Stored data
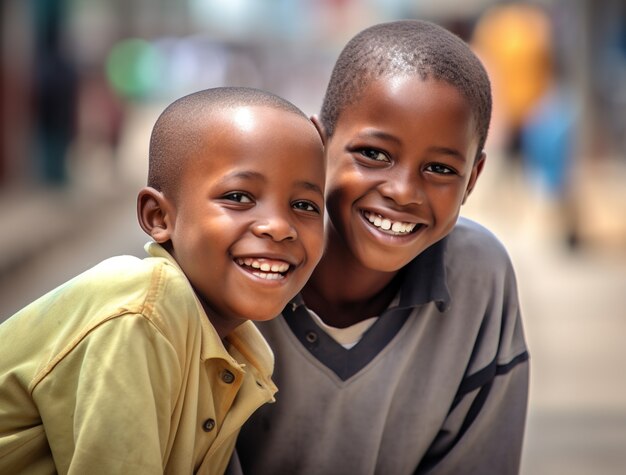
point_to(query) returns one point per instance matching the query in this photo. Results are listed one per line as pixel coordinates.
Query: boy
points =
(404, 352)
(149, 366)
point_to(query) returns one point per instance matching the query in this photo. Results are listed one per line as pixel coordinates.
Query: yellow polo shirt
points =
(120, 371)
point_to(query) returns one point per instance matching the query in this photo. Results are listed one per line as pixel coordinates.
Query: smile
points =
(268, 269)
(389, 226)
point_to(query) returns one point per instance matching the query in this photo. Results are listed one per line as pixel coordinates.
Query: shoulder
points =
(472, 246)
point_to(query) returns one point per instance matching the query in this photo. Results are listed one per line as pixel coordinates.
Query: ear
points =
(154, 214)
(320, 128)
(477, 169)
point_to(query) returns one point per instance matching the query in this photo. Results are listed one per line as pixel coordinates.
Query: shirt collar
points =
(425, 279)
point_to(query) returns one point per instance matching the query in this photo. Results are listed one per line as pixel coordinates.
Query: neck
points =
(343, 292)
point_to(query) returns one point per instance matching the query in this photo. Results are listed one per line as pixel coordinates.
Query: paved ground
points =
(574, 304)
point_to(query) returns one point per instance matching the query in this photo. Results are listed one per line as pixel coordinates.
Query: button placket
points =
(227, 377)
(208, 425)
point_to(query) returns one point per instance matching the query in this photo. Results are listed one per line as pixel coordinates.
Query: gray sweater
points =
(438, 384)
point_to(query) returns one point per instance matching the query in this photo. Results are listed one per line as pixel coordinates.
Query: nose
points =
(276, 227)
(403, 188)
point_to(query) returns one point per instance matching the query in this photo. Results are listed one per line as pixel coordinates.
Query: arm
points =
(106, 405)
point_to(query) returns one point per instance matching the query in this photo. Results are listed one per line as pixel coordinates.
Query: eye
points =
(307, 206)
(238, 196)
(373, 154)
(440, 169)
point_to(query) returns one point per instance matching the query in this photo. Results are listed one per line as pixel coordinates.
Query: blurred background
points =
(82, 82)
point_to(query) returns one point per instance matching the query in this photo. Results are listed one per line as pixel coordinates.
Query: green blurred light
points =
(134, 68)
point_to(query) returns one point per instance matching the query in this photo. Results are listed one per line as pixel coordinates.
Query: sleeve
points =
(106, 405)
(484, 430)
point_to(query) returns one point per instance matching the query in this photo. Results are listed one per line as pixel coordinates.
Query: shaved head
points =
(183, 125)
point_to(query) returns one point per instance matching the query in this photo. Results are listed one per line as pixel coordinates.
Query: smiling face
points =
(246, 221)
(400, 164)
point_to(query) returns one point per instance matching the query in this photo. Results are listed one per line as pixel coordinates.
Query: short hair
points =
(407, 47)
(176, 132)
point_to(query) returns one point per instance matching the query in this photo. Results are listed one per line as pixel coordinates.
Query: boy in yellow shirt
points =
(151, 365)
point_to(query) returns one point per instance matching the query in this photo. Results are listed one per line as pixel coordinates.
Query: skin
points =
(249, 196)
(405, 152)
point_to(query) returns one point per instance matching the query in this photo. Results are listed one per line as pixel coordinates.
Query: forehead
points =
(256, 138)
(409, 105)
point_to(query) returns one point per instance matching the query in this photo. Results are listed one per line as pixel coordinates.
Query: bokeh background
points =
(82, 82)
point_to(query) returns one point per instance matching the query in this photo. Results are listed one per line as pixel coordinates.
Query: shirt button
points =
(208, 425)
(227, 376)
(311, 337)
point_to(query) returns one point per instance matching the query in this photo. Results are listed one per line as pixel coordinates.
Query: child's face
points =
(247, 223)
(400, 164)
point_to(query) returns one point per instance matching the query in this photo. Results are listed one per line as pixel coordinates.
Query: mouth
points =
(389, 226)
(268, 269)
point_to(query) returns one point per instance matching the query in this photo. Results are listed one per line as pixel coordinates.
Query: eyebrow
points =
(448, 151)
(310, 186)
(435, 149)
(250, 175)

• Task statement:
What is needed is an exact printout of every record above, with the pictures left out.

• Exercise output:
point_to(query) returns one point per instance matching the query in this photo. Results are listed one per line as pixel coordinates.
Query: boy
points =
(404, 352)
(149, 366)
point_to(query) returns one point per instance matching the query in this photo. Results are listed one per line as pixel coordinates.
Query: yellow polo shirt
points =
(120, 371)
point_to(query) returns one point per instance matching the query in this photo. Results are listed one per line as pixel coordinates.
Query: smile
points =
(268, 269)
(389, 226)
point_to(query) returns one point per instance matching the query in this photo. Results are listed one per line as pixel coordinates.
Query: shoulder
points =
(472, 246)
point_to(query) returns one point per instance matching the query in this photo. Results are listed one per line as pixel coordinates.
Query: ear
points =
(154, 214)
(320, 128)
(477, 169)
point_to(query) returns one point per instance matching the query in this photo. Results are listed one per line as pixel coordinates.
Query: shirt collar
points =
(425, 279)
point_to(query) returns one point per instance matching the query in this photo. Results are listed one per line as pixel coordinates.
Query: neck
points =
(343, 292)
point_to(query) returns one point per instance matching the query in this photo. Results are listed one per line as pixel coordinates.
Query: paved ground
points =
(574, 304)
point_to(query) returns one point per instance matching the query in this photo. Results are listed one per line as pixel coordinates.
Query: button placket
points =
(227, 377)
(208, 425)
point_to(query) returns one point per instance matching the query in this photo. Results are listed one per line as pixel coordinates.
Query: gray sweater
points =
(438, 384)
point_to(query) returns one point per instance matching the query in this photo. Results are listed one per line as pixel coordinates.
Query: nose
points =
(276, 227)
(403, 188)
point_to(query) returns one point per instance matching the query in this photo. Results are listed one per line as pixel coordinates.
Query: arm
points =
(106, 405)
point_to(query) returns one point per instance matching the query in this photo. Results are listed one per line as pixel coordinates.
Query: eye
points =
(307, 206)
(238, 196)
(373, 154)
(440, 169)
point_to(query) returns one point per instance matching the query in this photo. Results are listed one per line as pixel coordinates.
Query: blurred background
points =
(82, 82)
point_to(query) returns one point per instance matching the query in this photo. Results are listed one per line as pixel coordinates.
Query: green blurred light
points =
(134, 68)
point_to(query) returns one point per instance matching the query in this photo. Results are listed one per line as pixel coordinates.
Query: sleeve
points =
(106, 405)
(484, 430)
point_to(query) returns one point per instance matching the query in this photo. Results are listed one per line as pixel coordinates.
Query: shaved head
points =
(183, 125)
point_to(query) returns one point per instance matching the query in this photo. Results are listed one per line as pixel coordinates.
Query: smiling face
points =
(246, 221)
(400, 164)
point_to(query) returns one point per instance matching the query in this photo. Results are listed one per line as pixel coordinates.
Query: short hair
points =
(407, 47)
(176, 132)
point_to(query) returns one point per instance matching the query in this photo. Results are listed one per line as pixel coordinates.
Query: boy in yellow shirt
points =
(151, 365)
point_to(query) returns one point per instance matching the query in this photo. Results are listed one per line as pixel coordinates.
Query: skin
points =
(249, 196)
(405, 152)
point_to(query) returns one point per instance matching the query in this photo. Results are listed one per line as pixel coordinates.
Query: forehead
points =
(256, 138)
(409, 105)
point_to(query) returns one point per instance matching the query in this photo. Results are listed one per line as pixel coordinates.
Query: bokeh background
points =
(82, 82)
point_to(query) returns one point per instance matching the query in this photo. Results are listed one per line as pixel coordinates.
Query: shirt button
points =
(208, 425)
(227, 376)
(311, 337)
point_to(query) returns one point per instance matching the query in this photo. Results are listed one per line as pixel coordinates.
Query: child's face
points =
(247, 223)
(400, 164)
point_to(query) returns one point per instance matching the query in this photo. Results are listed one per line as pixel coordinates.
Query: mouth
points =
(389, 226)
(268, 269)
point_to(query) returns one point per instance matching the query in this photo. Results are listed one per line as pixel coordinates.
Query: eyebrow
points =
(448, 151)
(310, 186)
(435, 149)
(250, 175)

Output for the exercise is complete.